> [SHORT EXERCISE 1] Collect every line of the records that contains the word "door".

> [DOCUMENT SECTION]
I’m still catching up from my brief vacation. But here is what caught our attention this week:

The big news this week is Dematic announcing its intent to acquire HK Systems. These are two heavyweights in the material handling arena, with total combined revenues of $1.2 billion (based on 2009 figures). In the press release, Roar Isaksen, President and CEO of Dematic Group, states:

“With the addition of HK Systems and its highly complementary market focus, Dematic will be able to provide customers throughout the world an enhanced solutions offering. We can now leverage our respective expertise and experience in serving the supply chain logistics market not only in North America but globally, to deliver added value to both existing and potential customers.”

My colleague Steve Banker had this reaction: “I agree with the rationale that this will allow HK Systems to compete globally; the company had previously competed only in North America. HK Systems is primarily a material handling vendor, but it also sells WMS and TMS. We will have to wait and see whether the combined entity intends to continue to compete in those markets.”

Con-way’s second quarter revenues increased 23.7 percent compared to Q2 2009. The company’s Menlo Worldwide Logistics unit posted a solid quarter, with year-over-year improvements in revenue (up 17.8 percent), net revenue (12.1 percent) and operating income (66.8 percent). Some interesting comments from the press release about the transportation market:

Commenting on the quarter’s results, Douglas W. Stotlar, Con-way’s president and CEO, noted that seasonally stronger demand and rebounding economic activity supported revenue growth in all reporting segments, particularly at Con-way Freight.

Stotlar added that spot pricing strength seen in the first quarter has now begun to show up in longer-term truckload contract pricing, as customers take steps to ensure access to capacity. “The market fundamentals have changed dramatically over the past quarter, improving Con-way Truckload’s prospects for the rest of the year,” Stotlar said.

> [INFORMATION SHOWN]

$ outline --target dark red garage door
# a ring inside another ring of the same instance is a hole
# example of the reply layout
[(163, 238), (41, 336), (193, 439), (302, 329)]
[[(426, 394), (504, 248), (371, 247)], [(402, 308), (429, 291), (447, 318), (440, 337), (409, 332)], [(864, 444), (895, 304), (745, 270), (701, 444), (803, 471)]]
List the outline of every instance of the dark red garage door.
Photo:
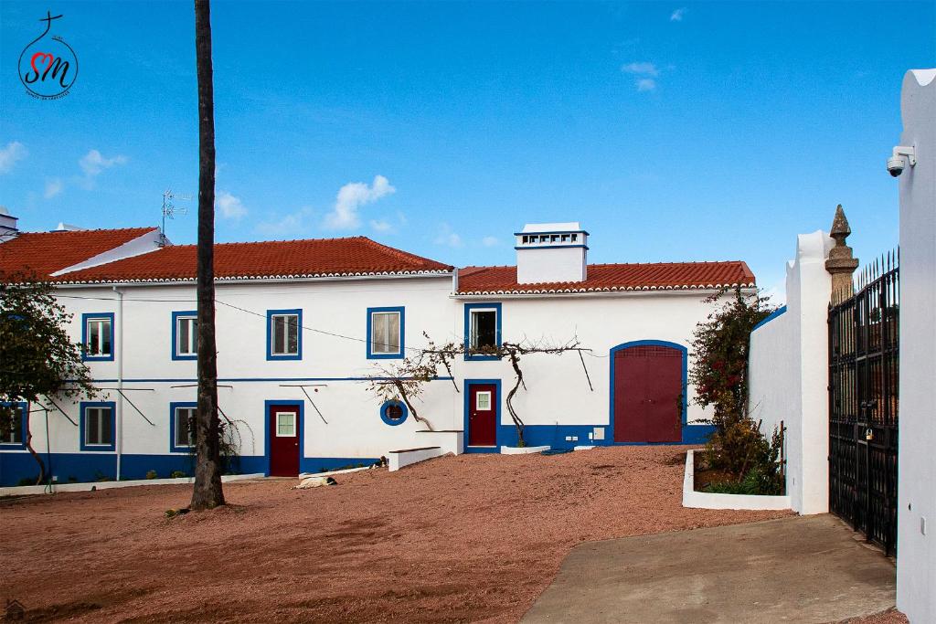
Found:
[(614, 442), (682, 439), (680, 349), (638, 345), (614, 354)]

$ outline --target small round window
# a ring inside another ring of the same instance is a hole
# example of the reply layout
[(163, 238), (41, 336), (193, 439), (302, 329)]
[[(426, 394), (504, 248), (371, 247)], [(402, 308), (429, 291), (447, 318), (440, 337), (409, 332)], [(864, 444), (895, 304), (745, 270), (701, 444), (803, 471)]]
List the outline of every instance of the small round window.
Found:
[(405, 421), (408, 414), (406, 404), (399, 400), (388, 400), (380, 407), (380, 418), (390, 426)]

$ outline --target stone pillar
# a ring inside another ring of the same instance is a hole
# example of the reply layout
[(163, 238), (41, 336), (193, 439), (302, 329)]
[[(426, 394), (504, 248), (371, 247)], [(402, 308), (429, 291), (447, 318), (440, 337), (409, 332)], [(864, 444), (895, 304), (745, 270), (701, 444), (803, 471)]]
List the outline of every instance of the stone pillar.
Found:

> [SHORT EXERCISE 2] Pick up the supply chain news roundup after its final sentence and keep writing it.

> [EXPECTED ANSWER 1]
$ outline --target dark red garage door
List the outline of every instance of the dark red garage door.

> [EXPECTED ANSWER 2]
The last statement underscores the point I wrote about recently in “Revisiting a Shipper’s Decision on Transportation Rates.” Simply put, carriers now view the pendulum swinging in their favor when it comes to pricing leverage.

YRC also reported its second quarter 2010 results this week. Due to all of the financial transactions the company has undertaken the past couple of years, it’s a bit difficult to compare year-over-year results without accounting for one-time charges, divestures, and other items. But here are some operations-related statistics the company reported for Q2 2010 compared to the same period last year:

  • YRC National Transportation tons per day and shipments per day down 18.6%, and revenue per hundredweight and revenue per shipment, both up 3.9%.
  • YRC Regional Transportation tons per day up 4.6%, shipments per day down 3.1%, revenue per hundredweight down 2.8% and revenue per shipment up 4.9%

Here’s what Bill Zollars, Chairman, President and CEO of YRC Worldwide had to say about the quarter and the outlook for Q3: “We are pleased with the sequential improvement in our business volumes and earnings as our pricing discipline, customer mix management and cost initiatives gain significant traction. For the quarter, the Regional companies reported positive operating income, and YRC National achieved positive adjusted EBITDA. With the significant operating momentum we achieved throughout the second quarter and experienced in July, the company is positioned for further growth, and we expect to achieve positive adjusted EBITDA in the third quarter of 2010 in excess of the second quarter.”

SAP is among the few (only?) software vendors that publishes a sustainability report. According to the press release, SAP’s worldwide CO2 emissions “slightly decreased to 115 kilotonnes from 120 kilotons in the previous quarter. Despite a surge in business travel prompted by the economic recovery, SAP was able to lower its overall carbon footprint in the second quarter from the levels of the first quarter by reducing its energy consumption and increasing the purchase of renewable electricity. Compensating travel needs will be instrumental to meet SAP’s 2010 objective of staying below 460 kilotons CO2.”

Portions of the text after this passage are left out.